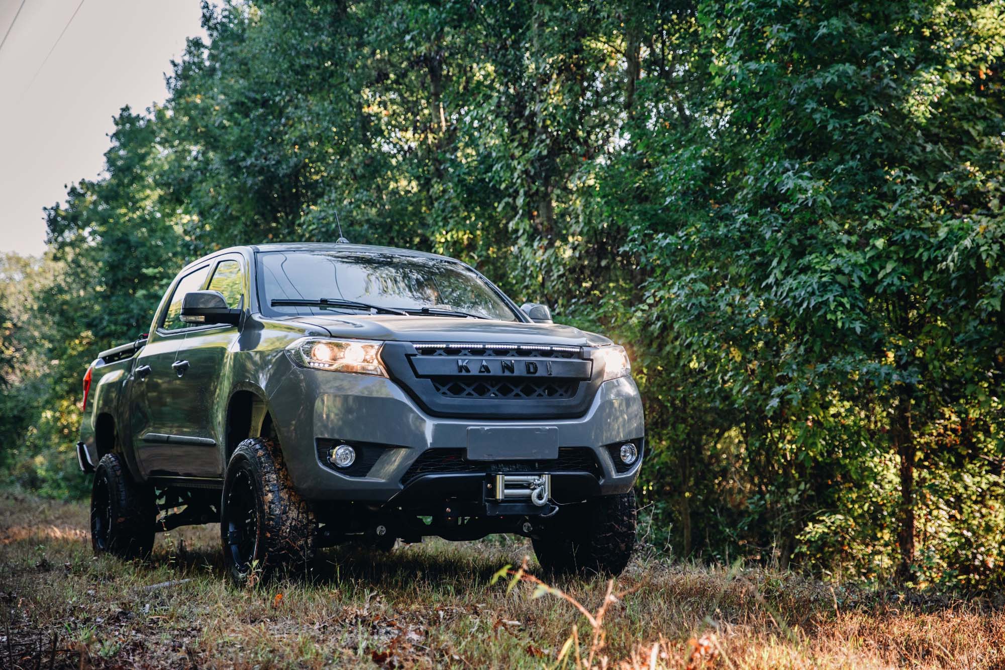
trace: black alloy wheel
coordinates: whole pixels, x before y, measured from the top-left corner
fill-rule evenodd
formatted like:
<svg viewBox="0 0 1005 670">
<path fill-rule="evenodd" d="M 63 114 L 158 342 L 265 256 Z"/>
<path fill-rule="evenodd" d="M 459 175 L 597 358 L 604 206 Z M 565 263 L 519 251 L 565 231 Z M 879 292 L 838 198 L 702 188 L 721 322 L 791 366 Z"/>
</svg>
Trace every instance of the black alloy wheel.
<svg viewBox="0 0 1005 670">
<path fill-rule="evenodd" d="M 90 489 L 90 545 L 95 554 L 146 558 L 154 548 L 154 489 L 133 480 L 117 454 L 106 454 Z"/>
<path fill-rule="evenodd" d="M 228 563 L 242 574 L 253 567 L 258 548 L 258 506 L 255 504 L 254 483 L 247 470 L 234 474 L 227 488 L 222 513 L 223 550 L 228 554 Z"/>
<path fill-rule="evenodd" d="M 266 438 L 237 446 L 227 464 L 220 504 L 220 540 L 227 573 L 238 587 L 279 572 L 307 573 L 318 523 L 292 489 L 282 451 Z"/>
</svg>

_ _ _ _ _

# Task brief
Arrange all of the lines above as a JSON list of strings, one string for each line, with blank lines dropped. Leave the pictures out.

# Complete output
[
  "trace: black alloy wheel",
  "coordinates: whole pixels, x before y, measured from the top-left corner",
  "fill-rule evenodd",
  "formatted like:",
  "<svg viewBox=\"0 0 1005 670\">",
  "<path fill-rule=\"evenodd\" d=\"M 63 114 L 158 342 L 265 256 Z\"/>",
  "<path fill-rule=\"evenodd\" d=\"M 459 175 L 597 358 L 604 206 Z M 565 263 L 519 251 L 565 231 Z M 879 292 L 838 198 L 702 188 L 721 322 L 791 366 Z\"/>",
  "</svg>",
  "Trace every instance of the black alloy wheel.",
  "<svg viewBox=\"0 0 1005 670\">",
  "<path fill-rule=\"evenodd\" d=\"M 90 489 L 90 545 L 95 554 L 146 558 L 154 548 L 154 489 L 133 480 L 117 454 L 106 454 Z\"/>",
  "<path fill-rule=\"evenodd\" d=\"M 228 563 L 242 574 L 253 567 L 258 548 L 258 506 L 255 504 L 254 483 L 247 470 L 234 474 L 227 488 L 222 513 L 223 550 L 228 554 Z\"/>",
  "<path fill-rule=\"evenodd\" d=\"M 266 438 L 237 446 L 227 464 L 220 504 L 220 540 L 227 573 L 238 587 L 279 572 L 307 573 L 318 523 L 292 489 L 282 451 Z\"/>",
  "</svg>"
]